▶ WHAT THE TASK REQUIRES
Count how many lines of the material below contain the word "that", treating case as significant, and reply with only the number.
--- Start INPUT MATERIAL ---
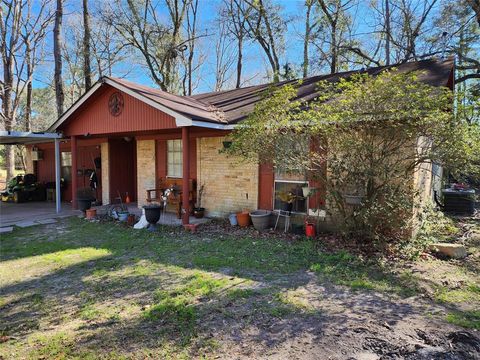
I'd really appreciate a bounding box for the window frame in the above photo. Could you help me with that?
[166,139,183,179]
[272,178,310,215]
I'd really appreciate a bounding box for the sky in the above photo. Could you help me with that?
[29,0,442,93]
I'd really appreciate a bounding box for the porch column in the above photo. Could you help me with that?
[70,136,77,210]
[182,126,190,225]
[55,139,62,214]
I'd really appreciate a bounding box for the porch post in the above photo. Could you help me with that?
[55,139,61,214]
[70,136,77,210]
[182,126,190,225]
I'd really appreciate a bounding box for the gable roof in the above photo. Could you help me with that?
[48,58,454,131]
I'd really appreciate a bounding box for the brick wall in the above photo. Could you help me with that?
[197,137,259,216]
[137,140,155,207]
[100,142,110,205]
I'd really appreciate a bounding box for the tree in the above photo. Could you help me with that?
[226,71,480,247]
[234,0,287,82]
[220,0,250,89]
[468,0,480,26]
[103,0,191,92]
[83,0,92,91]
[53,0,65,117]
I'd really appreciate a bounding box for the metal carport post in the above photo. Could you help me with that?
[0,131,62,214]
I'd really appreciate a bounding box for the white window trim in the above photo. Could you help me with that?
[166,139,183,179]
[272,179,310,215]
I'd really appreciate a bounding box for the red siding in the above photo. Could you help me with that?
--- End INPUT MATERIAL ---
▶ FINAL ANSWER
10